(Excerpts from location labeling records)

[START]

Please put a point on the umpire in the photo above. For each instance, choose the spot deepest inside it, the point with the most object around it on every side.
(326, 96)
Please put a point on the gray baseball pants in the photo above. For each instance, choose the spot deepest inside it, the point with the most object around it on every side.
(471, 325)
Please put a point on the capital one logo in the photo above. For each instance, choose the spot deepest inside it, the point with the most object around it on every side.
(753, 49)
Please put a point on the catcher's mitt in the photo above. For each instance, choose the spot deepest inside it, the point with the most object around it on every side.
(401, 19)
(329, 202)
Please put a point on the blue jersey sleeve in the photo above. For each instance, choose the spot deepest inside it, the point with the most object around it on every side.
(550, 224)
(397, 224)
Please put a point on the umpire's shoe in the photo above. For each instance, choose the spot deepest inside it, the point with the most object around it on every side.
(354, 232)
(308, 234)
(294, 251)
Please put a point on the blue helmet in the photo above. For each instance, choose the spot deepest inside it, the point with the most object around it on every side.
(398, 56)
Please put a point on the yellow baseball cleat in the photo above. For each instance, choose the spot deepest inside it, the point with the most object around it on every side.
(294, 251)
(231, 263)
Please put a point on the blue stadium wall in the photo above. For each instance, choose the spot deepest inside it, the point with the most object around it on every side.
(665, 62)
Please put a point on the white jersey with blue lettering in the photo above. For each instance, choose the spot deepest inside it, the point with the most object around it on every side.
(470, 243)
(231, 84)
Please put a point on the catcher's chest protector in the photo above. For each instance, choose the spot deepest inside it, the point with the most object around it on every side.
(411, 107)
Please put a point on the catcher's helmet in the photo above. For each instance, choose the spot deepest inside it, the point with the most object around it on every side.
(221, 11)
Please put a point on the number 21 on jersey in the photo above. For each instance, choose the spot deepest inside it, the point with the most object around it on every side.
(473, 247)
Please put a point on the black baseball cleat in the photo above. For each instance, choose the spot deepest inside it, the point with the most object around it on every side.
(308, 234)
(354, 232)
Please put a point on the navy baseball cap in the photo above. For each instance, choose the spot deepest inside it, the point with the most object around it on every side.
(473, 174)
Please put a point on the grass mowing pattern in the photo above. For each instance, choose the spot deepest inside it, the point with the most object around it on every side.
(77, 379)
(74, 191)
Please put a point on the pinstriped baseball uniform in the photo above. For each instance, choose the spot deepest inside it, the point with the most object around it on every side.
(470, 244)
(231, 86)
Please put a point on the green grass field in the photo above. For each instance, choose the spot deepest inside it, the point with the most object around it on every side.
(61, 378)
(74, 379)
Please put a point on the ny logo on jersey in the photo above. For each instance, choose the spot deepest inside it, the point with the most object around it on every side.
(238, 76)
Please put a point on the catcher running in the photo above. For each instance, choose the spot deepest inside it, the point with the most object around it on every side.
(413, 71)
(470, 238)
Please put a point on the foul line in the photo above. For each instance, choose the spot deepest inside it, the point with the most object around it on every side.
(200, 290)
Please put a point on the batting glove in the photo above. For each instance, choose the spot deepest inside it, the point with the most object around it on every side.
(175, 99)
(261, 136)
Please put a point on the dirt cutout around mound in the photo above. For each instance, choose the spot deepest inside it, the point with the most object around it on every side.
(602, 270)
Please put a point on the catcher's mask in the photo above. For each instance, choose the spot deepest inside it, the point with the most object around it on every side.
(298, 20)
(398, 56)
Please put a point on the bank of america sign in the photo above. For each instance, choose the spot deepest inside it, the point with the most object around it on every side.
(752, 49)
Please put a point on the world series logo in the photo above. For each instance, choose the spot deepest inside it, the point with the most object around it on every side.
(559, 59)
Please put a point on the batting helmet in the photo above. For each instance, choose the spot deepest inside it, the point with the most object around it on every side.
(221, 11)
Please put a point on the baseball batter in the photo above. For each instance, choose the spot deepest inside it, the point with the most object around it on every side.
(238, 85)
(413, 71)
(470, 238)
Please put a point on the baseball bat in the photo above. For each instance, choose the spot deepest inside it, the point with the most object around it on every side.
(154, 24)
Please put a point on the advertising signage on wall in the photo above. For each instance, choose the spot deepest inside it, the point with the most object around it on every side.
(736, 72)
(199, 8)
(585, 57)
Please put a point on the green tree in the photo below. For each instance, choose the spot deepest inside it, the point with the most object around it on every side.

[END]
[START]

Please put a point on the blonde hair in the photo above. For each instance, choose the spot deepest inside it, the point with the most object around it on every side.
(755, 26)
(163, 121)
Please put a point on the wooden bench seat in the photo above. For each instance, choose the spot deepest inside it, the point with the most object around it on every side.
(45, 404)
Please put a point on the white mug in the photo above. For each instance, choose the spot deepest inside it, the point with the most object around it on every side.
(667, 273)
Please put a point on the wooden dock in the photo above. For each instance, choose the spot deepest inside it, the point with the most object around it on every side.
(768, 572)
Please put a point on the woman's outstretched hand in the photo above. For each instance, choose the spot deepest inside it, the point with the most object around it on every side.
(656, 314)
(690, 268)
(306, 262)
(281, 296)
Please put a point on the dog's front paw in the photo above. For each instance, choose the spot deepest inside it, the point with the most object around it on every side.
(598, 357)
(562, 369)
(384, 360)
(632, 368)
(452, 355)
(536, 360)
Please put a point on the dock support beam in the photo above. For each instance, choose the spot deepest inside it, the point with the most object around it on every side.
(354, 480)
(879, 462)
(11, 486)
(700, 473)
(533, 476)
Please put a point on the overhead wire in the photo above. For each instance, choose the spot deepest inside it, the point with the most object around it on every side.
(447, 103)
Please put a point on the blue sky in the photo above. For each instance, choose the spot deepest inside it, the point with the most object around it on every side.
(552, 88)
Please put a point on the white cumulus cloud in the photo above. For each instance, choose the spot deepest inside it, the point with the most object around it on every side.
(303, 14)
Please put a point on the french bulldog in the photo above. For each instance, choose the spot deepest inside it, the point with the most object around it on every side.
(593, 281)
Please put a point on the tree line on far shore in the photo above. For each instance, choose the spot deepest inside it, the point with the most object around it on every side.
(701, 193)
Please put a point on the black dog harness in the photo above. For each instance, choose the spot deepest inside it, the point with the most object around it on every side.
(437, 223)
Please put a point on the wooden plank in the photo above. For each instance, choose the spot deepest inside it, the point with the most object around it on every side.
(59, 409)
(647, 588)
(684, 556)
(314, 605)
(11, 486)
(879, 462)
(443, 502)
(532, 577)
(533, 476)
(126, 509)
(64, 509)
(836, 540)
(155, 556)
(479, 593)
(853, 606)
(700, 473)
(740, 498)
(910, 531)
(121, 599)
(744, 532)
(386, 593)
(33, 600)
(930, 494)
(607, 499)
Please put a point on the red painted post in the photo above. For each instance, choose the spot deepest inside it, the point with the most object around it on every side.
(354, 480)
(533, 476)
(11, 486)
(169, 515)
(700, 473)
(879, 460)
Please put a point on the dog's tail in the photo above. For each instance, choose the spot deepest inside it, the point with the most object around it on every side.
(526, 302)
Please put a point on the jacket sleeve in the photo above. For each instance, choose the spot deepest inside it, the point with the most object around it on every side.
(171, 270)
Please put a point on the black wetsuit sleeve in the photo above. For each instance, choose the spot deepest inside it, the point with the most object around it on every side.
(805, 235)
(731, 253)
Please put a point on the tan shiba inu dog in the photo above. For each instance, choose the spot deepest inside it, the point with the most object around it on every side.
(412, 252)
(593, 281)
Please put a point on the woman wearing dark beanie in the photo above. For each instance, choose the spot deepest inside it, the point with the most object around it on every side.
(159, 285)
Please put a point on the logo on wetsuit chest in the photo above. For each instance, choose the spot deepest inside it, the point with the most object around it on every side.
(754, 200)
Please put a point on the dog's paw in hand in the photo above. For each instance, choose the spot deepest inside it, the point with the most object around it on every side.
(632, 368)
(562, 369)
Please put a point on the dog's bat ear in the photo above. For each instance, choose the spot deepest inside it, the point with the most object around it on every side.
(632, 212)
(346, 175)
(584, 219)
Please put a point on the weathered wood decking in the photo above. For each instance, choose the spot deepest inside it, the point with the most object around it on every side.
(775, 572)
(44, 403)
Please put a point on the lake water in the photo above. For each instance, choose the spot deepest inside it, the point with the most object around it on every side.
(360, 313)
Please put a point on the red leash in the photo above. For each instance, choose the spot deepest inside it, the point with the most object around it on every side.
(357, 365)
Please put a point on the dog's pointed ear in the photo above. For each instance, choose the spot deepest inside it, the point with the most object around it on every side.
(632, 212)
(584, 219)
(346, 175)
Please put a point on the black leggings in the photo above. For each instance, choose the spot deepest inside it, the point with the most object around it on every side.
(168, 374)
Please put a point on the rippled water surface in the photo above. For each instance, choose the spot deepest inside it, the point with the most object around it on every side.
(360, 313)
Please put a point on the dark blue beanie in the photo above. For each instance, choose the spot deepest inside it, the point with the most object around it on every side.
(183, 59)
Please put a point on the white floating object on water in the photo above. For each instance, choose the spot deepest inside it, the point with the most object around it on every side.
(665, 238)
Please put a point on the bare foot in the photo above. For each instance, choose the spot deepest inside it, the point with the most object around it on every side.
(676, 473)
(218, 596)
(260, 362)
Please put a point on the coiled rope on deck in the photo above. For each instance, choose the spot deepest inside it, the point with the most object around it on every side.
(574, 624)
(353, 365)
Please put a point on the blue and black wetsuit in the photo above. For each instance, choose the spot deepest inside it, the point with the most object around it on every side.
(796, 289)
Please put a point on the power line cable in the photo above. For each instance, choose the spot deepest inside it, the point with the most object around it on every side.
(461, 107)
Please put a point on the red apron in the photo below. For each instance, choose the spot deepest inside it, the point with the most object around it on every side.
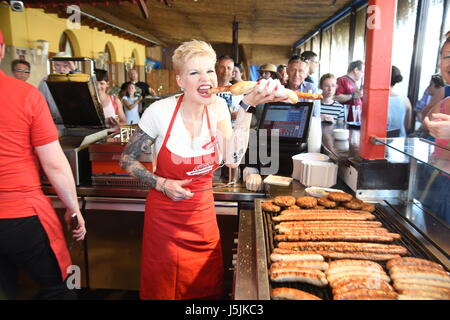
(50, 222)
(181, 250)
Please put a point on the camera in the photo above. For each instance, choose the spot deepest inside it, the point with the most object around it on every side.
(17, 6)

[END]
[START]

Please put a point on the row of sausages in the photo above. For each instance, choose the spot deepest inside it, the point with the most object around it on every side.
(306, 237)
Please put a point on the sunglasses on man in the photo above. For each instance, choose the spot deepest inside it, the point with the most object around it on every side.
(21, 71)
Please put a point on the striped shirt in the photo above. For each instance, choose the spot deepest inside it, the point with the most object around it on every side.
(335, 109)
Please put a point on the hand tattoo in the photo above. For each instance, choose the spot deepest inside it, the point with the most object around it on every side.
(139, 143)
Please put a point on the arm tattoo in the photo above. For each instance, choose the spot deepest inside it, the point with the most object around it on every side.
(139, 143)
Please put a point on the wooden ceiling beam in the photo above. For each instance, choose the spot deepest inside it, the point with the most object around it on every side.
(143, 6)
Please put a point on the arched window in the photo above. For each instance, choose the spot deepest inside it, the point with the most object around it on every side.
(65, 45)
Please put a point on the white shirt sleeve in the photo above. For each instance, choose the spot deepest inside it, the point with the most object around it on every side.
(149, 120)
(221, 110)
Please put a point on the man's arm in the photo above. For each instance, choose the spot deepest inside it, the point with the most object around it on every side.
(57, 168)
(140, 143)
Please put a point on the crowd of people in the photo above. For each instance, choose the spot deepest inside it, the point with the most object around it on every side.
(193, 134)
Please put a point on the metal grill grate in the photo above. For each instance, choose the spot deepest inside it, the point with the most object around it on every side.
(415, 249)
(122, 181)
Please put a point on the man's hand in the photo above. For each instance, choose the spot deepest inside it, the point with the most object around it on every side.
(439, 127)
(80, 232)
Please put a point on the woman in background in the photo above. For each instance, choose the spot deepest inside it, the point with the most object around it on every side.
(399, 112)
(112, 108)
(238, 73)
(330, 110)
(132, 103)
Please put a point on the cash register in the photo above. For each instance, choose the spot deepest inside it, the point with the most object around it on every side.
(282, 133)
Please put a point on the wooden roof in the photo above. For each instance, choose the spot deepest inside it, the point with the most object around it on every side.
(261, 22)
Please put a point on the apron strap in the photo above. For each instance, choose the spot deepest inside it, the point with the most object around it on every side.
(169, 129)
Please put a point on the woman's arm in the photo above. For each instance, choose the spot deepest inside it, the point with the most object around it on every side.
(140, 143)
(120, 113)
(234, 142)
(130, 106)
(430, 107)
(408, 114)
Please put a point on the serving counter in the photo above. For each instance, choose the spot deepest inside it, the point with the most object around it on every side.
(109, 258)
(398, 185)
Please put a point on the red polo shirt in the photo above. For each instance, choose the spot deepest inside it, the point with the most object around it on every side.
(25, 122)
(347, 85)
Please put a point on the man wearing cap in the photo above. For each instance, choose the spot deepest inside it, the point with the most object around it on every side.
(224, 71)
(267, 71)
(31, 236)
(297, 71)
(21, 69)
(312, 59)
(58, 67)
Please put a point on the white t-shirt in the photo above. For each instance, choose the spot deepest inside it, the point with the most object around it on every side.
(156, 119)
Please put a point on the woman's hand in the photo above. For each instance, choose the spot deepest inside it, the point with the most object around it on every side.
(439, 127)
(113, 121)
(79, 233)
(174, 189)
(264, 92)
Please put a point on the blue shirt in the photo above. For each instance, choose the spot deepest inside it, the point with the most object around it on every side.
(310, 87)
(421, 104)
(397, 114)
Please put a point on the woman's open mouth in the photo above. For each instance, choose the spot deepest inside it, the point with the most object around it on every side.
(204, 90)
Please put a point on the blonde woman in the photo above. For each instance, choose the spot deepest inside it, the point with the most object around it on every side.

[END]

Can you format the lines of the records between the one holding "Please put a point on the batting glove" and the one holding "Please put a point on the green tree", inclusive, as a JSON list of strings, one string per line and blank lines left out?

> [Result below]
[
  "Please put a point on the batting glove in the photo above. For each instance, choose the spot deepest inside it, the point with the most object around it on every side.",
  "(175, 99)",
  "(261, 136)",
  "Please put a point on the dirt cutout around mound in the photo above. For each instance, choose the spot deepest inside it, the point with the most object around it on every side.",
  "(602, 270)",
  "Please put a point on the catcher's mask in the photo above. For each instance, choose the spot deepest inside it, the point with the most object around it on every side.",
  "(298, 20)",
  "(398, 56)",
  "Please put a point on the bank of america sign in the photo above. For each instance, choose the spot deepest inside it, the point with the most object around it on every side.",
  "(752, 49)",
  "Please put a point on the world series logo in the photo above. For each instance, choose the spot deepest inside it, the point with the most object around it on every side.",
  "(559, 59)",
  "Please put a point on the batting helmet in the photo above. For each instance, choose the spot deepest inside it, the point with the most object around it on every side.",
  "(221, 11)",
  "Please put a point on the baseball batter in the photo above. For each instance, choose the spot deepest inside it, the point with the most object around it on every side.",
  "(238, 85)",
  "(413, 71)",
  "(470, 238)",
  "Please put a point on the baseball bat in the photo above. For each instance, choose the spot deepest inside it, the point with the most object around it on every side.",
  "(154, 24)",
  "Please put a point on the advertising signage on wall in the photo above. For each instance, choose the spot deepest inside it, the point with the most object around it on every side.",
  "(736, 72)",
  "(199, 8)",
  "(585, 57)",
  "Please put a point on the green tree in the photo below. For each instance, choose the spot deepest inside it, the point with the most object around it on every side."
]